INFORMATION SHOWN:
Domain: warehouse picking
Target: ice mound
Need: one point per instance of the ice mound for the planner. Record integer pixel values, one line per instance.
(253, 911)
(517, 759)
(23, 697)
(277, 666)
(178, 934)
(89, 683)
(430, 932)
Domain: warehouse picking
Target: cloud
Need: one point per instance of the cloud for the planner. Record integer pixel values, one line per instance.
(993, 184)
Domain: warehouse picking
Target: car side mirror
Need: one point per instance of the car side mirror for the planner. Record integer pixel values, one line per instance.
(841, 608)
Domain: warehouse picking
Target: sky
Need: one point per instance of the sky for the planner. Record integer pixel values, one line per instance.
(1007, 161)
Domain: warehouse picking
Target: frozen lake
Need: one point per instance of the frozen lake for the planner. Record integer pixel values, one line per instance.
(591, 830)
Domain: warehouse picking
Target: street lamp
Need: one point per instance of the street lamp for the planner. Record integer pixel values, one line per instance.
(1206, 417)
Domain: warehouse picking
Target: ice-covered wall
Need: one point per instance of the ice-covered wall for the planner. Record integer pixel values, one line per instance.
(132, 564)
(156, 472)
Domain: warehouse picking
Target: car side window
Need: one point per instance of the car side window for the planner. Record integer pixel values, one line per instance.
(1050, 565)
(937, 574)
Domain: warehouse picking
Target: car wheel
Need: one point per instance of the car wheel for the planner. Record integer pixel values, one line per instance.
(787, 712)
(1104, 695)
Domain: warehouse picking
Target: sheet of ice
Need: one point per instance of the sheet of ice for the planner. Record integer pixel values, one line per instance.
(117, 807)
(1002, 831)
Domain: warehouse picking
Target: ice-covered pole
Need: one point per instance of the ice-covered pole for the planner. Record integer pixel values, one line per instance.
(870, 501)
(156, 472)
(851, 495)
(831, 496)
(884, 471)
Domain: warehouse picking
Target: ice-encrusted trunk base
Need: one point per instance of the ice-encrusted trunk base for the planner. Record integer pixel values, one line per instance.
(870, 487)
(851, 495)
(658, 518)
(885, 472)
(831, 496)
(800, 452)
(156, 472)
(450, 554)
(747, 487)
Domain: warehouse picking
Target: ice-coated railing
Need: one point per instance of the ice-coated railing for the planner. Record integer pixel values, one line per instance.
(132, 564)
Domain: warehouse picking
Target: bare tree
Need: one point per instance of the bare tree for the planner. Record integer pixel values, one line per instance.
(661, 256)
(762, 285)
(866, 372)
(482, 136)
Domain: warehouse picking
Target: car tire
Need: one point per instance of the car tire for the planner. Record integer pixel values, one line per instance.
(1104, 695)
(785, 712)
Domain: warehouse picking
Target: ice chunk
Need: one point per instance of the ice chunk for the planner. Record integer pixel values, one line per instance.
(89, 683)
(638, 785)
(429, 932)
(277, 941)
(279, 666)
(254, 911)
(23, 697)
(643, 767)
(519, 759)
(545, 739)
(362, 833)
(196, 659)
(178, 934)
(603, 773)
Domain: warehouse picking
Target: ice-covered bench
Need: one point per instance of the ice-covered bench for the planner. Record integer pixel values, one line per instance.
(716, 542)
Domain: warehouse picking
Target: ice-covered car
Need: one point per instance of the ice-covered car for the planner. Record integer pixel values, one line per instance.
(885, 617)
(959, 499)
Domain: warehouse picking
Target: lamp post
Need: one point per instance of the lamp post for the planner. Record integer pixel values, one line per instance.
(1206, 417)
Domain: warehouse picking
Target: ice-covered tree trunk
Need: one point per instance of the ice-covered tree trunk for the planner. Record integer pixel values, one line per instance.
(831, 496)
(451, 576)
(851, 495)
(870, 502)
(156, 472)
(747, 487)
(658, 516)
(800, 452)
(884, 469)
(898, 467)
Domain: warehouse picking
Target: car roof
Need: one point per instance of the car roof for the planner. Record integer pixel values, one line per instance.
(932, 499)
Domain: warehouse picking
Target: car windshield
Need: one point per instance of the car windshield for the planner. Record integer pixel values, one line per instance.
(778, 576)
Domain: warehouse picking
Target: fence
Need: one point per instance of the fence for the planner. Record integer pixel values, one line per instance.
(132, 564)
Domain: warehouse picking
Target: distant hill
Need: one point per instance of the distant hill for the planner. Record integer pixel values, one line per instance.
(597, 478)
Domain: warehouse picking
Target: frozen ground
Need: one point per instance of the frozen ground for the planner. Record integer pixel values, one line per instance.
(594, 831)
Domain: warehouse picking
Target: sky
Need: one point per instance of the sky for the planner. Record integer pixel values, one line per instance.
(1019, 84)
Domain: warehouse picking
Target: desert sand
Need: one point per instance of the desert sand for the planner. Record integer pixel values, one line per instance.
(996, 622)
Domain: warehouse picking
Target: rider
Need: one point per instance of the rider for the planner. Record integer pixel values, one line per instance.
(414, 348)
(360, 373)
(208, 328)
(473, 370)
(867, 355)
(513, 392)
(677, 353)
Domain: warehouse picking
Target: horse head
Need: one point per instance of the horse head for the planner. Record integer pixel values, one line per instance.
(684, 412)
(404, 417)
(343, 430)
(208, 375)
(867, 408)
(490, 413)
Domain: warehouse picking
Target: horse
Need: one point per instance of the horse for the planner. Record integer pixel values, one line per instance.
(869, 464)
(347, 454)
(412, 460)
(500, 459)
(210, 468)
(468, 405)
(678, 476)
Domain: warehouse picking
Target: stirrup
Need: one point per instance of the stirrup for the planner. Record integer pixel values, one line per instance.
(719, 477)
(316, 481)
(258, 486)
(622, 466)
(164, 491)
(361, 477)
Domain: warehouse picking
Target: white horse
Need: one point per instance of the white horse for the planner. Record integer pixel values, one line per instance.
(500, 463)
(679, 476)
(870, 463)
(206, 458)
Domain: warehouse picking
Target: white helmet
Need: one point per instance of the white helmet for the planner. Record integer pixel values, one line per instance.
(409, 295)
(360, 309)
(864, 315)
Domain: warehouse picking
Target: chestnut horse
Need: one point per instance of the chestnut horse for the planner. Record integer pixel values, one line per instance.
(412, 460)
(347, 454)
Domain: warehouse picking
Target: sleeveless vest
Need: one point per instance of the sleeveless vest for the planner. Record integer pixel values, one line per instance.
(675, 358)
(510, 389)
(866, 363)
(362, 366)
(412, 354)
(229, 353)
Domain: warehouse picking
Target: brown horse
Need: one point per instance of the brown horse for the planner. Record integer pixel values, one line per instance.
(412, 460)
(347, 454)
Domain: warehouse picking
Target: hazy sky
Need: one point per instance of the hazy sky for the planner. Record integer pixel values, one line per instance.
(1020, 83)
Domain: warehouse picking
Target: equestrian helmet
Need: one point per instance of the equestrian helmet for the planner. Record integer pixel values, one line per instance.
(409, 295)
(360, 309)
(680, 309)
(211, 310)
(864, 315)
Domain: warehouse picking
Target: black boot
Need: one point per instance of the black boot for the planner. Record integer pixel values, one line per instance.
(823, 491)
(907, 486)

YOUR GOAL: Can you render the data above as a JSON list of strings, one string per line with blank lines omitted, starting at the very first line and stopping after the line that contains "(1007, 161)"?

FULL SOLUTION:
[
  "Domain: warehouse picking",
  "Target: ice mound",
  "Need: one point per instance of the ice mound for the planner. Record integer pixel values, one line per instance.",
  "(253, 911)",
  "(517, 759)",
  "(23, 697)",
  "(277, 666)",
  "(178, 934)",
  "(89, 683)",
  "(430, 932)",
  "Domain: warehouse picking",
  "Target: cloud",
  "Need: one point per instance of the cloud for the planner. Record integer pixel values, one line per instance.",
  "(993, 184)",
  "Domain: warehouse picking",
  "Target: car side mirror",
  "Need: one point per instance of the car side mirror for the planner. Record integer pixel values, one line per instance.",
  "(841, 608)",
  "Domain: warehouse picking",
  "Target: sky",
  "Need: one point per instance of the sky for the planner. Record integer pixel values, one line per instance.",
  "(1007, 161)"
]